▶ _TASK REQUIREMENTS_: Copy the records below without altering a single word.
===== THE DATA
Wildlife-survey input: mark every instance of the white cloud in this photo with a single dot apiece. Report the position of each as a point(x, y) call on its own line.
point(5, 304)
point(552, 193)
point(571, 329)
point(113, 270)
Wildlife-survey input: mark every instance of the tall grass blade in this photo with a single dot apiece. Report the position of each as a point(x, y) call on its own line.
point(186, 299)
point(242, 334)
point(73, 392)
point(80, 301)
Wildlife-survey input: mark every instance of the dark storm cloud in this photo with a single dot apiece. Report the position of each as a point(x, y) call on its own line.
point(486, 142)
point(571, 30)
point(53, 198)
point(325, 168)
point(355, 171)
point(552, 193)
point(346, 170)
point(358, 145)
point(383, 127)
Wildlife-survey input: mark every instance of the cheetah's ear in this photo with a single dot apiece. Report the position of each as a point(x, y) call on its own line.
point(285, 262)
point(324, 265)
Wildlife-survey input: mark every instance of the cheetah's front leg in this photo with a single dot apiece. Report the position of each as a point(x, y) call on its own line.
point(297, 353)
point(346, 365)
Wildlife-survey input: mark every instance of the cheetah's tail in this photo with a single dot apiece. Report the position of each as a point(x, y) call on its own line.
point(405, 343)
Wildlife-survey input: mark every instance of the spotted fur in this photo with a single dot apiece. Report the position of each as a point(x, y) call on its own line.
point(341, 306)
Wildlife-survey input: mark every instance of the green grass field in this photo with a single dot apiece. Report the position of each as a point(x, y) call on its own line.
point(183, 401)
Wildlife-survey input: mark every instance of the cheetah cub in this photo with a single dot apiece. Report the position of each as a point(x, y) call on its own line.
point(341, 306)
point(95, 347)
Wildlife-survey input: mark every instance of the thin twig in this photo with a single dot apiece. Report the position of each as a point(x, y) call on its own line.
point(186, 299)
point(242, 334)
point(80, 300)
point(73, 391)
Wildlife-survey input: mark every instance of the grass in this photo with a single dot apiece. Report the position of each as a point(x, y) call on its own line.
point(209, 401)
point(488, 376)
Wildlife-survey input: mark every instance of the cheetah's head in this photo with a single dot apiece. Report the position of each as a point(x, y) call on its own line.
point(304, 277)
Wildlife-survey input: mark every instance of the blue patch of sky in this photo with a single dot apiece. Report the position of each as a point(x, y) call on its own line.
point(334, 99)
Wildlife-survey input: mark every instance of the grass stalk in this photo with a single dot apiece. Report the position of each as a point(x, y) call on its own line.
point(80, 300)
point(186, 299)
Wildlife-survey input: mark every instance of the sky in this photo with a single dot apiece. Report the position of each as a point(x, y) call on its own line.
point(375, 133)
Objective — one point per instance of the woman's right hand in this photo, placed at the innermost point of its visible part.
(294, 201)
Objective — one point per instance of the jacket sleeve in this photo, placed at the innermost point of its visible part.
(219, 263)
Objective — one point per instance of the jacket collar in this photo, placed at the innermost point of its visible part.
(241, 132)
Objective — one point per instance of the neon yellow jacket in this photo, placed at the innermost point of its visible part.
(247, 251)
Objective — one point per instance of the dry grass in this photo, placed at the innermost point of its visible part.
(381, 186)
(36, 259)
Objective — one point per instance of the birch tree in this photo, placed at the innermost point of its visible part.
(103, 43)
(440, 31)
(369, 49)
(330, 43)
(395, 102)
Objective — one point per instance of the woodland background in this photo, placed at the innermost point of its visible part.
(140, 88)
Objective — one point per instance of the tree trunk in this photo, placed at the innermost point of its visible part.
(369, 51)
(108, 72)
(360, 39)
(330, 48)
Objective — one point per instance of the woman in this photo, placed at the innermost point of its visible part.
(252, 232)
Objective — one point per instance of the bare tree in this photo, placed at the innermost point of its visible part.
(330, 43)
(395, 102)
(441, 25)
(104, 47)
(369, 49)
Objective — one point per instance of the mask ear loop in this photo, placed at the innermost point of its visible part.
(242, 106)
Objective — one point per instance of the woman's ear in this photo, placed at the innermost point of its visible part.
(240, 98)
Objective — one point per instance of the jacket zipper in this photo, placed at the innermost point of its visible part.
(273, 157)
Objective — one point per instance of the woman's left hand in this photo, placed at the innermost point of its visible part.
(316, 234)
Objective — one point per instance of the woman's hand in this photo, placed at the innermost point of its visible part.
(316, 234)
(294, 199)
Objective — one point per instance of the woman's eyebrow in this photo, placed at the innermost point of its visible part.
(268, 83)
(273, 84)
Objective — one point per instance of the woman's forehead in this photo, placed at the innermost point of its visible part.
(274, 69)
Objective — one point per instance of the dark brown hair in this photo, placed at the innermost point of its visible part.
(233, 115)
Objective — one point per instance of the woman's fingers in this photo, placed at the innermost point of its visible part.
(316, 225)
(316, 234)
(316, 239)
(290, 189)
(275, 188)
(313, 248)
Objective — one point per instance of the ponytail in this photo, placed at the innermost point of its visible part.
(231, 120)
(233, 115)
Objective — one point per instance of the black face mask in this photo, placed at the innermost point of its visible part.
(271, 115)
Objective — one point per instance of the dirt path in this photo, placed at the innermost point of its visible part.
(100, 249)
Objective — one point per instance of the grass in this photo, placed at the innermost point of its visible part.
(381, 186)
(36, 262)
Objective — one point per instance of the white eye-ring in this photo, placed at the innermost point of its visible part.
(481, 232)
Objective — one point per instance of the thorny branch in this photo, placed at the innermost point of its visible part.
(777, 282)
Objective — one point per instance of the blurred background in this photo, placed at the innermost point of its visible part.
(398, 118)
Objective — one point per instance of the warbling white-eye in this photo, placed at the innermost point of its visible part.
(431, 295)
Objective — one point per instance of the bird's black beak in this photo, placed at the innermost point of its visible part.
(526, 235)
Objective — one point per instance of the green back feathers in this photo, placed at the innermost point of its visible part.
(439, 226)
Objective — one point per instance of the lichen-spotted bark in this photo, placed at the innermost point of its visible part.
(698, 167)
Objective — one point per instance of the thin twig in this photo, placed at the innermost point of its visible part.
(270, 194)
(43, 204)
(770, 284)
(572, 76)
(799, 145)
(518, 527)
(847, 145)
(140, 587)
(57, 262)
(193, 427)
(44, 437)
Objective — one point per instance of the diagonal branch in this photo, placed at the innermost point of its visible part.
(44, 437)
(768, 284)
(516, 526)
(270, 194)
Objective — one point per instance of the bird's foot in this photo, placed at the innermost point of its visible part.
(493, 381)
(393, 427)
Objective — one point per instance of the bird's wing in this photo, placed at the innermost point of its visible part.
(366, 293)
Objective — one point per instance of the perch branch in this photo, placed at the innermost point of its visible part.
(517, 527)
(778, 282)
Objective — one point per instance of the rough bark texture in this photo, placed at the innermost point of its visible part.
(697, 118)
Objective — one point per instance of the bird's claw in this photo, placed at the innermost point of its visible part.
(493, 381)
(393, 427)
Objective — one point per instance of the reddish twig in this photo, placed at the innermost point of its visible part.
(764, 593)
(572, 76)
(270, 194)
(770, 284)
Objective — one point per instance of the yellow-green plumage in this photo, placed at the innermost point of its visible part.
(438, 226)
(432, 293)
==========
▶ _OUTPUT FOR THIS TASK_:
Wildlife-survey input: mark every instance of the white cloud in this photo with a single dot apiece. Report the position of each as a point(x, y) call on its own line.
point(5, 304)
point(552, 193)
point(571, 329)
point(113, 270)
Wildlife-survey input: mark every instance of the tall grass blade in this photo with a single dot apiece. Report the position of each as a point(x, y) call on its own line.
point(186, 299)
point(242, 334)
point(73, 392)
point(80, 301)
Wildlife-survey input: mark every instance of the dark storm cloud in this photo with a single dot apiece. Report the position of each as a point(x, y) call on its own line.
point(486, 142)
point(571, 30)
point(53, 198)
point(325, 168)
point(355, 171)
point(552, 193)
point(346, 170)
point(358, 145)
point(383, 127)
Wildlife-survey input: mark every instance of the cheetah's ear in this photo with a single dot apiece. Report the position of each as a point(x, y) call on its own line.
point(285, 262)
point(324, 265)
Wildlife-survey input: mark every instance of the cheetah's front leg in this photo with a single dot apiece. Report the position of each as a point(x, y) call on its own line.
point(297, 353)
point(346, 365)
Wildlife-survey input: mark every instance of the cheetah's tail in this photo with a single dot apiece. Report the position of each as a point(x, y) call on its own line.
point(405, 343)
Wildlife-survey input: mark every instance of the spotted fur in this photo with a single dot apiece. Report the position of each as a point(x, y) call on its own line.
point(341, 306)
Wildlife-survey input: mark every instance of the green grass field in this photo with a single dot apiece. Report the position of each as a point(x, y) call on its own line.
point(183, 401)
Wildlife-survey input: mark every instance of the cheetah cub in this photo with a single dot apiece. Report the position of each as a point(x, y) call on its own line.
point(341, 306)
point(95, 347)
Wildlife-survey input: mark every instance of the thin twig in this photo with a single dot apiece. Report the position of each as a point(x, y) call on its own line.
point(186, 299)
point(242, 334)
point(80, 300)
point(73, 391)
Wildlife-survey input: mark every instance of the grass in this photo with a single dot apiece. Report the position of each as a point(x, y) call on its own line.
point(209, 401)
point(488, 376)
Wildlife-survey input: mark every instance of the cheetah's head in this photo with a single dot apiece. Report the position of each as a point(x, y) call on its own line.
point(304, 277)
Wildlife-survey input: mark every instance of the blue patch of sky in this photo with a single dot apiece. Report the position of each as a point(x, y) call on its own line.
point(334, 99)
Wildlife-survey input: mark every instance of the grass stalk in this photo with a single dot apiece. Report the position of each as a point(x, y) call on its own line.
point(80, 300)
point(186, 299)
Wildlife-survey input: mark every instance of the sky in this photo with a single dot apiece. Report the position of each as a point(x, y) call on its own line.
point(375, 133)
Objective — one point per instance of the woman's right hand in this photo, placed at the innermost point of its visible part.
(294, 201)
Objective — one point per instance of the jacket sleeve in this photo, placed at the innermost point of its visible part.
(219, 263)
Objective — one point per instance of the jacket collar in this photo, placed at the innermost point of its visible part.
(241, 132)
Objective — one point per instance of the neon yellow jacket in this photo, placed at the innermost point of its visible part.
(247, 251)
Objective — one point per instance of the dry grass in this photo, placed at the innermost point of its visible part.
(381, 186)
(36, 259)
Objective — one point per instance of the birch tree in this photo, placed at the innermost point of its visible part.
(103, 43)
(440, 31)
(369, 49)
(330, 43)
(395, 102)
Objective — one point per instance of the woodland background in this photo, placed at the innermost point of its visible part.
(140, 88)
Objective — one point per instance of the tree trunk in this photo, placed at the innermost point of its visible part.
(369, 51)
(108, 72)
(360, 39)
(330, 48)
Objective — one point per instance of the woman in this photo, placed at the innermost point of its visible part.
(252, 232)
Objective — one point per instance of the bare tree in this photo, placed at the innermost point of its visible part.
(330, 43)
(395, 102)
(441, 25)
(104, 47)
(369, 49)
Objective — one point per instance of the mask ear loop in this photo, placed at the innermost point of its visible part.
(242, 106)
Objective — one point per instance of the woman's ear in this photo, placed at the innermost point of its visible part.
(240, 98)
Objective — one point per instance of the jacket zipper in this photo, placed at the innermost point of its visible part.
(273, 157)
Objective — one point per instance of the woman's left hand in this photo, placed at the innermost point of its visible part.
(316, 234)
Objective — one point per instance of the woman's hand in this photo, placed at the innermost point of its visible part.
(316, 234)
(294, 199)
Objective — one point per instance of the woman's eyebrow in this photo, placed at the innermost point of its visible part.
(268, 83)
(273, 84)
Objective — one point per instance of the woman's forehead in this photo, placed at the innermost point of its visible part.
(274, 69)
Objective — one point per instance of the dark brown hair in this photo, placed at the innermost point of its visible part.
(233, 115)
Objective — one point per instance of the woman's fingers in this photo, placed at the innermost point of its visible part.
(316, 225)
(316, 234)
(316, 239)
(290, 189)
(275, 188)
(313, 248)
Objective — one point per instance of the ponytail in this photo, placed at the innermost point of its visible part.
(231, 120)
(233, 115)
Objective — one point per instance of the black face mask in this photo, placed at the innermost point of its visible part.
(271, 115)
Objective — one point per instance of the dirt path in this photo, placed at the innermost point of its visible part.
(100, 249)
Objective — one point per instance of the grass in this photo, placed at the innermost point of its visible part.
(381, 186)
(36, 262)
Objective — one point per instance of the white eye-ring in this photo, placed at the innermost point of its visible part.
(481, 232)
Objective — one point per instance of the thorny branch in this photo, placed at the innermost point of its visible part.
(777, 282)
Objective — one point per instance of the blurred background in this photo, placed at the innermost point of its visible part.
(398, 118)
Objective — one point per instance of the warbling white-eye in this photo, placed at the innermost point of its visible part.
(431, 295)
Objective — one point per instance of the bird's black beak in this photo, placed at the innermost point of its visible part.
(526, 235)
Objective — one point per instance of the green back feathers in this photo, placed at the innermost point of its visible part.
(439, 226)
Objective — one point per instance of the lichen-spotted bark in this photo, placed at the innermost point of its visible part.
(698, 167)
Objective — one point per instance of the thin twig in this photo, placed at the innermost point of its visible part.
(270, 194)
(43, 204)
(770, 284)
(572, 76)
(799, 145)
(518, 527)
(847, 145)
(140, 587)
(57, 262)
(193, 427)
(44, 437)
Objective — one point per instance of the diagonal branch in this photo, placed at the innermost point of its visible part.
(44, 437)
(768, 284)
(516, 526)
(270, 194)
Objective — one point per instance of the bird's foot in this photo, placed at the innermost point of its visible part.
(493, 381)
(393, 427)
Objective — one point per instance of the bird's wing in this photo, placed at the innermost point of its visible part.
(366, 293)
Objective — one point per instance of the perch branch in this photo, placed at the innermost point of its visible part.
(517, 527)
(778, 282)
Objective — one point per instance of the rough bark texture in this photo, placed at the innermost point of its visible part.
(697, 118)
Objective — one point per instance of the bird's claw in this photo, placed at the innermost point of its visible part.
(493, 381)
(393, 427)
Objective — one point per instance of the reddish twig in this photo, placed at the innermost point of its visible part.
(764, 593)
(572, 76)
(270, 194)
(770, 284)
Objective — one point per instance of the yellow-green plumage in this photo, placed at the innermost point of its visible part.
(438, 226)
(432, 293)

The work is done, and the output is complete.